_Brief_
According to the HoloGest summary below, how long does the method take to generate 2-second gestures?

_Text passage_
* * *

Table of Contents
Fetching ...

HoloGest: Decoupled Diffusion and Motion Priors for Generating Holisticly Expressive Co-speech Gestures

Yongkang Cheng, Shaoli Huang

TL;DR

HoloGest addresses the challenge of generating holistic co-speech gestures by decoupling diffusion priors for global motion and finger movements, learned from large-scale motion data to reduce reliance on audio and improve naturalness. It combines a semi-implicit, decoupled diffusion denoiser with motion priors (trajectory and finger) and a JEPA-based semantic alignment module to produce expressive, semantically aligned gestures efficiently. The approach leverages a 9D global trajectory descriptor $G=(\Delta x,\Delta y,\Delta z, rot6d)$ and dedicated finger priors, trained on extensive Mocap and sign-language datasets, then refined via a motion-prior optimizer during inference. Experimental results on BEATX and related datasets show superior gesture realism, better beat alignment, and significantly faster generation (e.g., 0.88 seconds for 2-second gestures) compared to 1000-step DDPM baselines, with strong user study validation. This work advances real-time, physically grounded co-speech gesture synthesis for immersive human-computer interaction.

Abstract

Animating virtual characters with holistic co-speech gestures is a challenging but critical task. Previous systems have primarily focused on the weak correlation between audio and gestures, leading to physically unnatural outcomes that degrade the user experience. To address this problem, we introduce HoleGest, a novel neural network framework based on decoupled diffusion and motion priors for the automatic generation of high-quality, expressive co-speech gestures. Our system leverages large-scale human motion datasets to learn a robust prior with low audio dependency and high motion reliance, enabling stable global motion and detailed finger movements. To improve the generation efficiency of diffusion-based models, we integrate implicit joint constraints with explicit geometric and conditional constraints, capturing complex motion distributions between large strides. This integration significantly enhances generation speed while maintaining high-quality motion. Furthermore, we design a shared embedding space for gesture-transcription text alignment, enabling the generation of semantically correct gesture actions. Extensive experiments and user feedback demonstrate the effectiveness and potential applications of our model, with our method achieving a level of realism close to the ground truth, providing an immersive user experience. Our code, model, and demo are are available at https://cyk990422.github.io/HoloGest.github.io/.

* * *

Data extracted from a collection
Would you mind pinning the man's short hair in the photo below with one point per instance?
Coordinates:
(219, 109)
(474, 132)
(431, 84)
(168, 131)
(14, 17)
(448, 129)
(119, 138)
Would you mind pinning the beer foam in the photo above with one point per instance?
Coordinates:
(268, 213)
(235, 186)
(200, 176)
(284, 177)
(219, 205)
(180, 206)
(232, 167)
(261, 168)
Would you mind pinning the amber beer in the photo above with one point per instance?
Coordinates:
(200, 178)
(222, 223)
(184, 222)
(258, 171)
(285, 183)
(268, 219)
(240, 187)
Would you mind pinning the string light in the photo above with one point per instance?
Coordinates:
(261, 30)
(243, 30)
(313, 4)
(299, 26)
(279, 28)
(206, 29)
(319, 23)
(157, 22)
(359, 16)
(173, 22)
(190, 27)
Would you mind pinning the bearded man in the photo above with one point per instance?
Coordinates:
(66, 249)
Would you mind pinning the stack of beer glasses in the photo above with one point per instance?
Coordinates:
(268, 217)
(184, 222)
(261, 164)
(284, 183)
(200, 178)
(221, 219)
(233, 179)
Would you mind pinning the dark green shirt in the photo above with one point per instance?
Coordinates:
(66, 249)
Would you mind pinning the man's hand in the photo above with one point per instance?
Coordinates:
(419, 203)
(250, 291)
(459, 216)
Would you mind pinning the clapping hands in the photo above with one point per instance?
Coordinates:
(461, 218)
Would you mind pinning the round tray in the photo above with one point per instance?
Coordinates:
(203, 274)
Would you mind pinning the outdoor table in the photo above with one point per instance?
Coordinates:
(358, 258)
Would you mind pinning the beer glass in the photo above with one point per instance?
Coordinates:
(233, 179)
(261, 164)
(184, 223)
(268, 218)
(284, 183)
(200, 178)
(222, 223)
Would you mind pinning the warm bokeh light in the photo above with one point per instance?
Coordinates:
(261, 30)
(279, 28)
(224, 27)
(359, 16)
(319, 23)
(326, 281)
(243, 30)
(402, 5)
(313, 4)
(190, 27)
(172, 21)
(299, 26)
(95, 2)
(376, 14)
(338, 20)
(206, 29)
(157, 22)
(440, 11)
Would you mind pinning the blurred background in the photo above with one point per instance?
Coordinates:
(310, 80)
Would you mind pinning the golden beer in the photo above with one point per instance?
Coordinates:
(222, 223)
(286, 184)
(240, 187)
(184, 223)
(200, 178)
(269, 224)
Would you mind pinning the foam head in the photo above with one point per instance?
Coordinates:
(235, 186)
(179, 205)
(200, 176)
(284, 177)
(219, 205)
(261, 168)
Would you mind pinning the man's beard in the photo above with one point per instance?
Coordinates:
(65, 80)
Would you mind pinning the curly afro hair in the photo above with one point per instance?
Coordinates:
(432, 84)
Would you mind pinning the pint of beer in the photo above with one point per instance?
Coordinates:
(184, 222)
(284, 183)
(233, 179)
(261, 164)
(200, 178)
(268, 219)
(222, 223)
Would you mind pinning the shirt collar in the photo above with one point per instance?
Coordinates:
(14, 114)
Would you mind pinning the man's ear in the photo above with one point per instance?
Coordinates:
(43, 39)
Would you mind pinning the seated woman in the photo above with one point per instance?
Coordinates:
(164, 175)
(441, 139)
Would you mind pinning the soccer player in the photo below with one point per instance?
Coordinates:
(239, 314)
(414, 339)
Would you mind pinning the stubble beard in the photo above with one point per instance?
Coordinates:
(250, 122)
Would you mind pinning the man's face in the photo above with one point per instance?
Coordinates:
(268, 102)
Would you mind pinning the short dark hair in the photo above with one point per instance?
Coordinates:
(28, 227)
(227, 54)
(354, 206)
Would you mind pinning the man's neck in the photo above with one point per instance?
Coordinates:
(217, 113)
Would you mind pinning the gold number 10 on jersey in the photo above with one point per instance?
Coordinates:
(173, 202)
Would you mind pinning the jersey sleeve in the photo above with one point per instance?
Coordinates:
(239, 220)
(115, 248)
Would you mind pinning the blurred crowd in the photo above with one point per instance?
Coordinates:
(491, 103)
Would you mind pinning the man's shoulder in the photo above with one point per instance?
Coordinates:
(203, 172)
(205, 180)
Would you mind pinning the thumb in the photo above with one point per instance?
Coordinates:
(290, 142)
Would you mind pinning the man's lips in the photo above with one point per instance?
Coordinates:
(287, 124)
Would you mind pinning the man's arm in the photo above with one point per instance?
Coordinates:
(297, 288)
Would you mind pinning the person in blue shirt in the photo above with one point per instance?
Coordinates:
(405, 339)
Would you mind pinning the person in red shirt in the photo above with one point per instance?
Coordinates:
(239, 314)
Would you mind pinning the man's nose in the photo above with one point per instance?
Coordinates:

* * *

_Reply to the task_
0.88 seconds.